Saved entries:
# # #
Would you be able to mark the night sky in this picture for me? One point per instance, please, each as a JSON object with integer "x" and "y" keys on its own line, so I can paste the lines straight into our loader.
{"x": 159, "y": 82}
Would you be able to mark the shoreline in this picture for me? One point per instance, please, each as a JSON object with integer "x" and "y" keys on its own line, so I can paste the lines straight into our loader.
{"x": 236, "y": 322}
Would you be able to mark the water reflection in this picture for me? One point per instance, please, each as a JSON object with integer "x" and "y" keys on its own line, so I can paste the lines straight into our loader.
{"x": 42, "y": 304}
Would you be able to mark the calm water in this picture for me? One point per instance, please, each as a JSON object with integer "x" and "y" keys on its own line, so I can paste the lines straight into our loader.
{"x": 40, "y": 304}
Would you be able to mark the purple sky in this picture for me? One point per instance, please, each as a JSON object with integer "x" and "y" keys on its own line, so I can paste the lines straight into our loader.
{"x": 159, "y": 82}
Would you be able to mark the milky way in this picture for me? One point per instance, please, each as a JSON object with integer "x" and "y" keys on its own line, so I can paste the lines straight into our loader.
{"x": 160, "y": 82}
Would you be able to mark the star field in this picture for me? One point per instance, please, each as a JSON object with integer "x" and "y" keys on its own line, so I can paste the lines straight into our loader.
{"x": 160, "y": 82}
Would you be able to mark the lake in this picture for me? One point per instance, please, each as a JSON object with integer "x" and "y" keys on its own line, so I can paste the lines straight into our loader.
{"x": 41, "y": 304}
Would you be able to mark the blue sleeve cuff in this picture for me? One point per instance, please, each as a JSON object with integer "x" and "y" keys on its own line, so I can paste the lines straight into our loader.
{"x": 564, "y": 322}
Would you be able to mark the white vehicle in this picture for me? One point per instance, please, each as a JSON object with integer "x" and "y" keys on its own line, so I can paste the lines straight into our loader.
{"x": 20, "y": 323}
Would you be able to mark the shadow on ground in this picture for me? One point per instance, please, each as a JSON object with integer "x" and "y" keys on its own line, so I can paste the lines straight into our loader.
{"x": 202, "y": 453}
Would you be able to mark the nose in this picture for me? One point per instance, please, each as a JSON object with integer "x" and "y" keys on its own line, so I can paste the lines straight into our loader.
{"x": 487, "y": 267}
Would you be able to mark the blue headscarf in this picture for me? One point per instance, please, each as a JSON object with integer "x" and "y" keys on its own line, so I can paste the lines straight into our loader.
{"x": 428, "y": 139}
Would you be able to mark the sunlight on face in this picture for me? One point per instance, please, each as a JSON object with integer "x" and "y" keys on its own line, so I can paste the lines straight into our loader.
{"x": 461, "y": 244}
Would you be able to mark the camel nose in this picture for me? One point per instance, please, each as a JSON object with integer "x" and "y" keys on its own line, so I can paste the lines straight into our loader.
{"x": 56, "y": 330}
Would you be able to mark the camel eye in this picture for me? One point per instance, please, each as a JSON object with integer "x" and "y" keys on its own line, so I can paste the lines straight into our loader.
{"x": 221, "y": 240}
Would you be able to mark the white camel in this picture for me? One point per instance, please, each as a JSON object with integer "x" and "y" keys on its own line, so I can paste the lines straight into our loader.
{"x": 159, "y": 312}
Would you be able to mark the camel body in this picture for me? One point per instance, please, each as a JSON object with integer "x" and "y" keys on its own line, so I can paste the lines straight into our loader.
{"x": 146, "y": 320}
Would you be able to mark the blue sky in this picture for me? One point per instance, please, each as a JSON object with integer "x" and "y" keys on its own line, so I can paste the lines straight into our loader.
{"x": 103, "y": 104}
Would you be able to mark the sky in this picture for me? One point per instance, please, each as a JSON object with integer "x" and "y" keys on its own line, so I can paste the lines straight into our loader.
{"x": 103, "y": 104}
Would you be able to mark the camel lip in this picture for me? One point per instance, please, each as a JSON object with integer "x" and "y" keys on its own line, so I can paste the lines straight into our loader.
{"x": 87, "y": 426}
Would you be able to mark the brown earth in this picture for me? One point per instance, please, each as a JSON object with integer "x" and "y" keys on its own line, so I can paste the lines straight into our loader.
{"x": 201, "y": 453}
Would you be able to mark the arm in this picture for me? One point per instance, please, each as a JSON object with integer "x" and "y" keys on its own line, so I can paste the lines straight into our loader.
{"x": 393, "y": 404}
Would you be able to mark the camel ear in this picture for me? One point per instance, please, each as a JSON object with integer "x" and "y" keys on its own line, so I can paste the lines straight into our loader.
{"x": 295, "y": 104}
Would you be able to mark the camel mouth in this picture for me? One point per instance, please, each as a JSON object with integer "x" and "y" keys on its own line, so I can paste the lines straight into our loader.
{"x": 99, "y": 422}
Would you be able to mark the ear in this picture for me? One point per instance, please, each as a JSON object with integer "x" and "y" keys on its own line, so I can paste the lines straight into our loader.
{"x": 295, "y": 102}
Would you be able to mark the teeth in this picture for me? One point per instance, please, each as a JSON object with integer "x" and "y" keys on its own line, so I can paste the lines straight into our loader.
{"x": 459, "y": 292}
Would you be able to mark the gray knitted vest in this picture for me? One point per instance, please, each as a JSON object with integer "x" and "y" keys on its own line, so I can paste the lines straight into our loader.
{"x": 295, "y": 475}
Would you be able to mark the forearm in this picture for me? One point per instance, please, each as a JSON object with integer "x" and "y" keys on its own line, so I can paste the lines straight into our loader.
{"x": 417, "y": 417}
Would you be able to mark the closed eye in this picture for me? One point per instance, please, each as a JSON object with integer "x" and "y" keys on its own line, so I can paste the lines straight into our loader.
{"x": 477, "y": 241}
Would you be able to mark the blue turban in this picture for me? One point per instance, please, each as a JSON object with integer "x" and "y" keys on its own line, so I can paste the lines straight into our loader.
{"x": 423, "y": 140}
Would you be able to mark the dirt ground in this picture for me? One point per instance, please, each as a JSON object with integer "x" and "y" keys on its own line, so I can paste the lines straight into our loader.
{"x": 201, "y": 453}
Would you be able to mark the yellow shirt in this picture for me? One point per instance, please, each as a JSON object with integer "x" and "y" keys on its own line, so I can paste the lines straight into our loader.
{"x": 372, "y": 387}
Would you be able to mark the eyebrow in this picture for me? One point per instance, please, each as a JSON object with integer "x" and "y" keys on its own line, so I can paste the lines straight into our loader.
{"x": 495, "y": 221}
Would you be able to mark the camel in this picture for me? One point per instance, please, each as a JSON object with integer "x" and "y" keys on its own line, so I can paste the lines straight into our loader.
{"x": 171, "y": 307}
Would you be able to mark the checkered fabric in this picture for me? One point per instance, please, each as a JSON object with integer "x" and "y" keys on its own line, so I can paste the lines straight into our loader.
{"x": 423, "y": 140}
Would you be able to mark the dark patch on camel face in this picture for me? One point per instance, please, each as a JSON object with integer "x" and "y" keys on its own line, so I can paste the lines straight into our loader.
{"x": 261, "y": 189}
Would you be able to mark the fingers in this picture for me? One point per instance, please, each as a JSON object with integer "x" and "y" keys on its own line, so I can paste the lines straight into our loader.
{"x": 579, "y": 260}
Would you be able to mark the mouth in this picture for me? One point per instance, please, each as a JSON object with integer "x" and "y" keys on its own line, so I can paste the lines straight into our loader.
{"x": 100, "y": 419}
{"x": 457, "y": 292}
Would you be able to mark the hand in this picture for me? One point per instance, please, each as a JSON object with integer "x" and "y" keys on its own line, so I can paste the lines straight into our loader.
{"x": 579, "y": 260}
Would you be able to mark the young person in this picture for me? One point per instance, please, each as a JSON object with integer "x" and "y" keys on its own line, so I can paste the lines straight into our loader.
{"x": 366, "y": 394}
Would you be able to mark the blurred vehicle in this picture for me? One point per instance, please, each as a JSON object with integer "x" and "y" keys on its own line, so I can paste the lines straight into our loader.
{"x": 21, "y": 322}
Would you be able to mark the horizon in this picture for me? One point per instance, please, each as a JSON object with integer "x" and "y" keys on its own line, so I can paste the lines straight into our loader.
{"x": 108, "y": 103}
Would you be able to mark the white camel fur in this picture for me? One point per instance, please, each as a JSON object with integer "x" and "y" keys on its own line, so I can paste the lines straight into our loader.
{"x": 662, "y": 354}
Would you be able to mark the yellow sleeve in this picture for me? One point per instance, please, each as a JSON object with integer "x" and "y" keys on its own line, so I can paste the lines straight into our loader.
# # #
What this task involves: Exact repetition is required for the lines from the one that contains "Would you be able to mark the young" through the final line; leave out everything else.

Finished answer:
Would you be able to mark the young person in this picture for me? One point per instance, please, each as a JSON object with integer "x" and "y" keys on its own line, so I can paste the lines straight into our loader.
{"x": 366, "y": 394}
Would you be able to mark the blurred vehicle in this picture for me? One point per instance, please, each as a JSON object with integer "x" and "y" keys on its own line, so I can paste the lines straight into our loader.
{"x": 21, "y": 322}
Would you be able to mark the horizon in this picture for me? One point per instance, please, each as a JSON object with integer "x" and "y" keys on its own line, so I can paste the lines straight into our loader.
{"x": 108, "y": 103}
Would you be able to mark the white camel fur in this picture for me? One point per instance, please, each as a JSON object with integer "x" and "y" keys on its own line, so I can paste the lines straight into our loader.
{"x": 662, "y": 354}
Would you be able to mark the yellow sleeve in this picture for me? One point per instance, please, each as a JSON object with integer "x" and "y" keys on its own line, so I can paste the lines straight into our loader.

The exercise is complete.